◆ **The problem**:
Identify every line of the records below that contains the word "skyscraper", and copy each of those lines in full.

___ Extracted records

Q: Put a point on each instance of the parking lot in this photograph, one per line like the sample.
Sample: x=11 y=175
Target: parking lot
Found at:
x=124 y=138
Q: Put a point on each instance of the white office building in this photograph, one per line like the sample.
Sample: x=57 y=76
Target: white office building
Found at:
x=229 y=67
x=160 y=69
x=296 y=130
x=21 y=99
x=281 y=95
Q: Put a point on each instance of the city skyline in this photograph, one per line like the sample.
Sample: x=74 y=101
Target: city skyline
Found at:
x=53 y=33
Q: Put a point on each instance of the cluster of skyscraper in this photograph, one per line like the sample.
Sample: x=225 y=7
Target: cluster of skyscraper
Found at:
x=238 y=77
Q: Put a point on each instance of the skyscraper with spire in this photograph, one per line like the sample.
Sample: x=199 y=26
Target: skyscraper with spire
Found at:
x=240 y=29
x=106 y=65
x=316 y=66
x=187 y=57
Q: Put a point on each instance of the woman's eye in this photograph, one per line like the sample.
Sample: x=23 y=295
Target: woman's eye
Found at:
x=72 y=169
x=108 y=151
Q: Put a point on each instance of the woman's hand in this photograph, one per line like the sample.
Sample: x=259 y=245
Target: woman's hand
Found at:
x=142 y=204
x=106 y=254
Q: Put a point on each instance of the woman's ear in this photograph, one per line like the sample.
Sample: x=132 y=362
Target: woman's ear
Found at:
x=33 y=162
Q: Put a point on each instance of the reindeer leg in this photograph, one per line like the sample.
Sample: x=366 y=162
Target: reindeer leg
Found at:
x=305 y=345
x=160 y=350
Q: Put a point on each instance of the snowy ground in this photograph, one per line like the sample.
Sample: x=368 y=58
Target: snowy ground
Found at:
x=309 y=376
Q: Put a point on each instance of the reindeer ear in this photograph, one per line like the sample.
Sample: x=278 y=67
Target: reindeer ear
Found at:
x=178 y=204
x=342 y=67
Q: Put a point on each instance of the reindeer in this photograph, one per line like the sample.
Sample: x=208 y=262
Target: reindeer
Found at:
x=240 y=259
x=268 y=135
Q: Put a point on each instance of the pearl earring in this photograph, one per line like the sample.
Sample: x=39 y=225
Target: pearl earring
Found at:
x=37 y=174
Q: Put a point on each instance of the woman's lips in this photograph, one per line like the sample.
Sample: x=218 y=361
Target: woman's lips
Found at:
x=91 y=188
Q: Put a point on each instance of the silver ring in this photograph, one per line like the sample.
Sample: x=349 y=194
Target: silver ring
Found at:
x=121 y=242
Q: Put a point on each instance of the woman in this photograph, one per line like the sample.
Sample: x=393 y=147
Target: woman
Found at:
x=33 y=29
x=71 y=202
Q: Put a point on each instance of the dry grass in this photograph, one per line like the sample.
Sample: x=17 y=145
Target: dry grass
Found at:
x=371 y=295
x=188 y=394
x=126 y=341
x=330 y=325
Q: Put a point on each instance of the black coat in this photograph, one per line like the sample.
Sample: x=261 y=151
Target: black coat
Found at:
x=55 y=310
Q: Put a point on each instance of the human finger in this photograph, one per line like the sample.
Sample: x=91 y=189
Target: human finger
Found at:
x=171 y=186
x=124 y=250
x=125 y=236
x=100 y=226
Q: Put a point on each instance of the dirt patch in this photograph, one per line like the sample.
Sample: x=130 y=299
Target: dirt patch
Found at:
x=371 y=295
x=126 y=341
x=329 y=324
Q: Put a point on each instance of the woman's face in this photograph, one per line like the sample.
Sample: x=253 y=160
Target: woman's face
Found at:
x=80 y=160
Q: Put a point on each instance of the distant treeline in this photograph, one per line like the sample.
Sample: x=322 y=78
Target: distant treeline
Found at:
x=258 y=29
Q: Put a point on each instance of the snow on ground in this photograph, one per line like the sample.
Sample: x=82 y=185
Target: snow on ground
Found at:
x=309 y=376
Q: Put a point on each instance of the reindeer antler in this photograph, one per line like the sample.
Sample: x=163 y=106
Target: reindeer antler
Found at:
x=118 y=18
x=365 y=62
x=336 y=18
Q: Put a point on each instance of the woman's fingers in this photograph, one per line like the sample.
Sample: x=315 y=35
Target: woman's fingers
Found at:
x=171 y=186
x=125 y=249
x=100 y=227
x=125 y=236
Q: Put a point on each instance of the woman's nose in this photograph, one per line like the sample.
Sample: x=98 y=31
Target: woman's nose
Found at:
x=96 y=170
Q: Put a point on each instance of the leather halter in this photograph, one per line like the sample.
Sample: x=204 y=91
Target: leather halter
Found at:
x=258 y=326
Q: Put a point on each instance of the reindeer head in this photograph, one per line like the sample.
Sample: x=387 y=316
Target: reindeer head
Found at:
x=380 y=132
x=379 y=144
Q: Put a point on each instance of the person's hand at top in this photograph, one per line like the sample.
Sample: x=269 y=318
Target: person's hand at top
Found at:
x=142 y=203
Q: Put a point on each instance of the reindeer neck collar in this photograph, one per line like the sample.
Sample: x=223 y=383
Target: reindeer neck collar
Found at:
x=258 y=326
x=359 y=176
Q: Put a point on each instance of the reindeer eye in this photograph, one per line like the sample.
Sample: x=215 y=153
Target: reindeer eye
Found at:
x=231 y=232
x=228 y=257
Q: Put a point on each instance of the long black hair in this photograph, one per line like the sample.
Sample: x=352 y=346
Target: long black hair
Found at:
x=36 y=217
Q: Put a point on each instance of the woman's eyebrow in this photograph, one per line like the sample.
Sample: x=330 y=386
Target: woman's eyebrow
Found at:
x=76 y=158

______
___ Extracted records

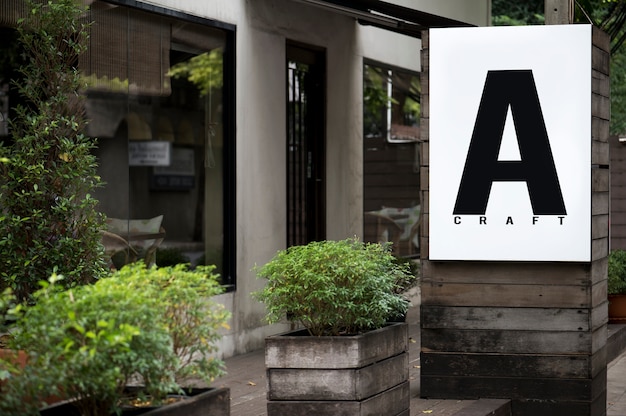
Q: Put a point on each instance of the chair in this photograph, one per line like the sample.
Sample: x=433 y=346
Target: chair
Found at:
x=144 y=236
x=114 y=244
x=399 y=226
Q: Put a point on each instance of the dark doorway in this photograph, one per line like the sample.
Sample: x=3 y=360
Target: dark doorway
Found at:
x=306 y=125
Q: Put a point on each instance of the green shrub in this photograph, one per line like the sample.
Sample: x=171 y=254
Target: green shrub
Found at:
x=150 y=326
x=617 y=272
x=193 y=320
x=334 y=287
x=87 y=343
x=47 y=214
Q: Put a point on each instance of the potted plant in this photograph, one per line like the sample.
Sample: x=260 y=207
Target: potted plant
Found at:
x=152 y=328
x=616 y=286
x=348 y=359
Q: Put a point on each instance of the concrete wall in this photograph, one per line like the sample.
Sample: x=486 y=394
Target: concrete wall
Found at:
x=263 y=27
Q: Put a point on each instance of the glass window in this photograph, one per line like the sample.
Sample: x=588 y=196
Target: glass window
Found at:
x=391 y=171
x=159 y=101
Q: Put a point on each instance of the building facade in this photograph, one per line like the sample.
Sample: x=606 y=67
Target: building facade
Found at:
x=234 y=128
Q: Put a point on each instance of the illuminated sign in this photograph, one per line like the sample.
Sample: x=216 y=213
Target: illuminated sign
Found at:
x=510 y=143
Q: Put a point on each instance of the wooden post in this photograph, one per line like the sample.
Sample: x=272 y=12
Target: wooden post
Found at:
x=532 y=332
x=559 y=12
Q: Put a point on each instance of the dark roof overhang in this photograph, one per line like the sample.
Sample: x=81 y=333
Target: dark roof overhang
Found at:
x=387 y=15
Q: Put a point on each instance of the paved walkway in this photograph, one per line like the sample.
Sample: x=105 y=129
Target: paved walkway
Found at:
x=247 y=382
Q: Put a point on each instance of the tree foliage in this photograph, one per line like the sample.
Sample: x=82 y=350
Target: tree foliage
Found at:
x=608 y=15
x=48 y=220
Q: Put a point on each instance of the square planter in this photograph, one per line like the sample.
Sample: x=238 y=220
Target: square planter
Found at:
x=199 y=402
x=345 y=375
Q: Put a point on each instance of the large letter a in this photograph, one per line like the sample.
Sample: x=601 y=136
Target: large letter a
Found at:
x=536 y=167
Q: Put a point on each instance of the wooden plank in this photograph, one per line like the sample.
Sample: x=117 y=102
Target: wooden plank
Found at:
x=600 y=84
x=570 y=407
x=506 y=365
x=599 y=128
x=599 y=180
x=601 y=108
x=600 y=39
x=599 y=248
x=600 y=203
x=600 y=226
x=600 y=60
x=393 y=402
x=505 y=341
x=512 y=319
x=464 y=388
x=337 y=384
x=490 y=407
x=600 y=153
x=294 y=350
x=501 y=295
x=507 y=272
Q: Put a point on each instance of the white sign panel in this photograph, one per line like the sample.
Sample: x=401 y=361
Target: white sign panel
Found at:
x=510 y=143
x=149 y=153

______

◆ **Answer**:
Q: Put a point on each instance of the cluster of skyscraper in this photograph, one per line like the sample.
Target: cluster of skyscraper
Q: Put a point on each instance of the skyscraper with spire in this photograph, one per line like the sample.
Target: skyscraper with spire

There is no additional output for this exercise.